CONJUNTO DE TAREFAS:
- A) De acordo com o texto sobre a liminar de Gilmar Mendes, desde que ano o IPCA-E é o índice usado para a correção de débitos trabalhistas por decisão do STF?
- B) Reproduza a parte do texto sobre a liminar de Gilmar Mendes começando em "O Tribunal Superior" e seguindo até "ficam igualmente paralisados.".

== TRECHO DO TEXTO

Para a CUT e demais centrais, a decisão de Gilmar Mendes vem na esteira do desrespeito recorrente e sistemático aos direitos dos trabalhadores, “que pagam pelo preço da acumulação financeira e estão cada vez mais pobres, precarizados e sem mecanismos de proteção de direitos”.
Na avaliação do secretário de Assuntos Jurídicos da CUT, Valeir Ertle, o que Gilmar fez com a liminar foi atender aos interesses do sistema financeiro, com prejuízo dos trabalhadores que aguardam na Justiça para receber verbas rescisórias, com, pelo menos, a correção pela inflação.
E isso, em um tempo em que brasileiros sofrem, no dia-a-dia, as consequências econômicas da pandemia do novo coronavírus. São trabalhadores que precisam, inclusive, desse dinheiro para sobreviver nesses tempos, disse o secretário.
Valeir considera um absurdo a decisão monocrática de Gilmar Mendes. “Nesse período de pandemia, existem milhares de processo que visam buscar tão somente a rescisão de contrato de trabalhado que não foi paga. Poder sacar fundo de garantia, essas coisas. Trabalhadores foram demitidos, não receberam e dependem desse dinheiro para sobreviver”.
Ele calcula em cerca de três milhões o total de processos na Justiça do Trabalho, que estão em fase de recebimento e que serão imediatamente prejudicados pela decisão do ministro do STF.
“Essa decisão contraria inclusive uma decisão do próprio STF. Como que todos os segmentos do direito cobram multas e juros absurdos e em processos trabalhistas e querem prejudicar os trabalhadores? Só pode ser para penalizar ainda mais a classe trabalhadora e proteger os empresários que são maus pagadores”, critica Valeir.
De acordo com o advogado José Eymard Loguércio, da LBS advogados, que presta assessoria jurídica para a CUT, há três caminhos para que a liminar possa ser derrubada, pelo próprio Mendes, pelo colegiado do Supremo ou por decisão do presidente da Casa, Dias Toffoli.
“O ministro Gilmar Mendes pode reconsiderar a decisão levando em consideração os efeitos dessa decisão em todos os processos trabalhistas. A segunda possiblidade é que a liminar seja examinada pelo colegiado do Supremo, ainda na última sessão, e com base nas decisões anteriores sobre a utilização do IPCA. A terceira opção é que, se não tiver tempo de incluir na última sessão, que o presidente do STF, Dias Toffoli, possa ser instado a rever e suspender a liminar até que o colegiado se reúna novamente em agosto”, explica Eymard
A Anamatra também anunciou que vai entrar com um recurso contra a liminar. O recurso chamado de ‘embargos de declaração’ visa pedir explicações de Gilmar Mendes sobre os fundamentos da decisão.
STF e TST – a discussão nas instâncias superiores
Por decisão do STF, desde 2015, o índice usado para correção de débitos trabalhistas é o IPCA-E, calculado pelo Instituto Brasileiro de Geografia e Estatística (IBGE) e usado como parâmetro para medir a inflação.
O Tribunal Superior do Trabalho passou então a adotar o índice como padrão para correção monetária dos processos trabalhistas. Em 2017, a reforma Trabalhista instituiu novamente a TR como padrão, mas tribunais continuaram aplicado o IPCA, por ser mais vantajoso ao trabalhador, com base na decisão do próprio STF.
O mesmo Gilmar Mendes, em decisão monocrática, havia decidido pela adoção do IPCA, mas determinou que o TST discutisse a questão e realizasse um novo julgamento que deveria decidir se a aplicação da TR, como manda a reforma Trabalhista é constitucional ou não.
A decisão deveria sair nesta segunda-feira (29), e já havia a indicação de que se confirmasse o índice mais vantajoso. Porém, a liminar de Mendes, do último sábado, suspendeu o julgamento do TST e, por consequência, todos os processos trabalhistas que aguardam conclusão ficam igualmente paralisados.
O STF havia marcado o julgamento de duas Ações Diretas de Constitucionalidade (ADCs 58 e 59) para maio deste ano. Ambas versam sobre a constitucionalidade da TR como índice de correção das dívidas trabalhistas.

====
== DADOS FORNECIDOS

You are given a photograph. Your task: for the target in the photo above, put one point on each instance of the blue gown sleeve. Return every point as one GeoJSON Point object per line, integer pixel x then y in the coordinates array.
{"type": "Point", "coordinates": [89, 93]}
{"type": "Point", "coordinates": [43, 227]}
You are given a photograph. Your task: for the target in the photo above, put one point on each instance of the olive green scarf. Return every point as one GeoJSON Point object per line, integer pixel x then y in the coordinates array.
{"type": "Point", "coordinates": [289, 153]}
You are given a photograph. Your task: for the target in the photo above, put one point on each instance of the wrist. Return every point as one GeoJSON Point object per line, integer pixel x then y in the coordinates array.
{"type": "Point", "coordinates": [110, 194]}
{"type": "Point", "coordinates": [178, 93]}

====

RESPOSTAS DAS TAREFAS:
- A) Desde 2015.

- B)
O Tribunal Superior do Trabalho passou então a adotar o índice como padrão para correção monetária dos processos trabalhistas. Em 2017, a reforma Trabalhista instituiu novamente a TR como padrão, mas tribunais continuaram aplicado o IPCA, por ser mais vantajoso ao trabalhador, com base na decisão do próprio STF.
O mesmo Gilmar Mendes, em decisão monocrática, havia decidido pela adoção do IPCA, mas determinou que o TST discutisse a questão e realizasse um novo julgamento que deveria decidir se a aplicação da TR, como manda a reforma Trabalhista é constitucional ou não.
A decisão deveria sair nesta segunda-feira (29), e já havia a indicação de que se confirmasse o índice mais vantajoso. Porém, a liminar de Mendes, do último sábado, suspendeu o julgamento do TST e, por consequência, todos os processos trabalhistas que aguardam conclusão ficam igualmente paralisados.